**Exercise material:**
--

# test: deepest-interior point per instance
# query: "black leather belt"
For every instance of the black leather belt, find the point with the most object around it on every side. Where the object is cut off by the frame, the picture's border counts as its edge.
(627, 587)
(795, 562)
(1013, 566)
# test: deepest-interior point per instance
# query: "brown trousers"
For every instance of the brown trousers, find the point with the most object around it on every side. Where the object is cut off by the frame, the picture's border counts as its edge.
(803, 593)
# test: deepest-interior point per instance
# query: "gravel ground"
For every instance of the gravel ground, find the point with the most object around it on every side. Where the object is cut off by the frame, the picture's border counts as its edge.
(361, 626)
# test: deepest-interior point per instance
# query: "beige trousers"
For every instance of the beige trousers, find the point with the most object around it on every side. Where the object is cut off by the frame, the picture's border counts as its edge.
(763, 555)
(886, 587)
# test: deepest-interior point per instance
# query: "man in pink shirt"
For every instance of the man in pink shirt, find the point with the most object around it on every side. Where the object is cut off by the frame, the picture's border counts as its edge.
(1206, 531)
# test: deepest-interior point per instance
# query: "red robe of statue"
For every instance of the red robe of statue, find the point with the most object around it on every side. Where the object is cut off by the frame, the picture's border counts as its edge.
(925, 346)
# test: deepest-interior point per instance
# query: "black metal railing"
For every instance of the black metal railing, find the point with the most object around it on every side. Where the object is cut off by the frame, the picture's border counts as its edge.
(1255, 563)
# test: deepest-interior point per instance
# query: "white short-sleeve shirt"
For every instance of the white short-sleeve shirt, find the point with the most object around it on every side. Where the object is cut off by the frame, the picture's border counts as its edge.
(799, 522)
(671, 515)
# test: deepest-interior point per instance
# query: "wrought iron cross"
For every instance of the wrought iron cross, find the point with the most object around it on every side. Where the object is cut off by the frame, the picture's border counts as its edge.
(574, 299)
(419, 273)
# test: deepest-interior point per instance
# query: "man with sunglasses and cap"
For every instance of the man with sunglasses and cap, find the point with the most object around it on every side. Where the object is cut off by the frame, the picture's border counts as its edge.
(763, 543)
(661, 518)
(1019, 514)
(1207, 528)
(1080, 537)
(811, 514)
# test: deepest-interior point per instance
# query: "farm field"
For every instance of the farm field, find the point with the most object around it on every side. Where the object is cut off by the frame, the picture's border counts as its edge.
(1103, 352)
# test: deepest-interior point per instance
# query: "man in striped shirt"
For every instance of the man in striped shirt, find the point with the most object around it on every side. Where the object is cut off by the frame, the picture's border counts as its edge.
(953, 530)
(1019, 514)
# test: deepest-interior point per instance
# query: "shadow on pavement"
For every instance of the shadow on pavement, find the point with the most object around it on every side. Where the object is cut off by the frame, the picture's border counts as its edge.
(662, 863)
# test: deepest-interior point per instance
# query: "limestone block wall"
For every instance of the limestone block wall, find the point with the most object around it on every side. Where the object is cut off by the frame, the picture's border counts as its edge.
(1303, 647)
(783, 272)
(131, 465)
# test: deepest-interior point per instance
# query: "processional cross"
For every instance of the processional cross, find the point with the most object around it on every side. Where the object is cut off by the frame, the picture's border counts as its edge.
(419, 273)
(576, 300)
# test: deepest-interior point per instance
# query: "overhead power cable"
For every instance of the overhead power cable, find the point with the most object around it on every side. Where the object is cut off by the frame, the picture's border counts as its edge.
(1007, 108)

--

**What is expected:**
Copy the records above exactly.

**The result:**
# test: deepest-interior point per instance
# query: "black leather belt"
For every instance of the black leather belt, find the point with the most object around it on every side. Where the object is cut off by the frame, the picture's border counts as its edge.
(627, 587)
(795, 562)
(1013, 566)
# test: deepest-interior point per instance
# query: "brown trousers"
For every instance of the brown trousers, find the point with the most object around it on every side. Where the object is cut off by the frame, the picture's border counts as its edge.
(803, 593)
# test: deepest-interior point per instance
# query: "gravel ground"
For every instance of the gravel ground, find the point with the most object around it on every side. Where the object is cut off by the frame, the picture's border counts as its edge.
(361, 626)
# test: deepest-interior point per instance
# query: "beige trousers"
For every instance of the beige trousers, find the point with the most object around it on every side. Where the object is cut off by the frame, the picture's border counts as its edge.
(763, 555)
(886, 587)
# test: deepest-interior point per instance
# query: "man in pink shirt"
For every instance of the man in pink shirt, find the point with the most object around it on every side. Where the object is cut off by the frame, the picture's border counts as its edge.
(1206, 531)
# test: deepest-interior point per instance
# query: "red robe of statue"
For every instance of the red robe of statue, find the point with the most object around it on every side. Where the object is cut off by the frame, the picture's border counts as its edge.
(925, 346)
# test: deepest-interior point per instance
# query: "black metal railing"
For every instance of the black metal railing, find the point with the most object around it on every side. Where the object is cut off by the frame, the picture's border counts as its edge.
(1255, 563)
# test: deepest-interior point per instance
# query: "white short-sleeve shirt"
For every instance of the white short-sleeve shirt, find the point with the most object around it on every side. Where the object is cut off by the frame, the picture's border counts as its edge.
(799, 522)
(671, 515)
# test: deepest-interior point per instance
# query: "wrought iron cross"
For every instance of the wrought iron cross, find the point with the most object around it on every side. Where the object is cut off by the frame, the picture's border counts as its edge.
(574, 299)
(419, 273)
# test: deepest-interior point per instance
# query: "man with sunglasses and cap"
For every instance of the man with sunglasses and cap, find the point with the most object around it on every side. Where the object is cut off by the frame, the picture's border counts as its edge.
(763, 543)
(661, 518)
(1019, 514)
(1207, 528)
(1080, 537)
(811, 514)
# test: deepest-interior point per instance
# query: "farm field"
For every instance of the farm field, find the point with the most object around it on every side. Where the object is cut off by the frame, the picture's border counts as its edge.
(1103, 352)
# test: deepest-interior point per instance
# query: "man in striped shirt"
For every instance of the man in striped shirt, find the point with the most object around it on every side. Where the object is cut off by the frame, the picture's border counts as its edge.
(953, 530)
(1019, 514)
# test: deepest-interior point per instance
# query: "shadow on pavement"
For every instance of the shadow on pavement, find the point with the most object around it on every side. Where the object is cut off by the frame, the picture's border counts as its edge.
(662, 863)
# test: deepest-interior point per instance
# query: "limestone block wall"
For every instance of the limestone block wall, find the point with the most object around it on every side. Where the object is cut off by the frame, the picture's border counts as its edge.
(1303, 647)
(783, 272)
(131, 465)
# test: deepest-interior point per instance
# query: "processional cross"
For every instance of the processional cross, find the point with the most object around it on every side. Where the object is cut off by the frame, the picture's border counts as its edge.
(419, 273)
(576, 300)
# test: deepest-interior point per instance
# query: "overhead power cable"
For every instance of the overhead power cable, find the point with the most object around it on every side. Where the object is cut off by the frame, the picture's border counts as its edge.
(1007, 108)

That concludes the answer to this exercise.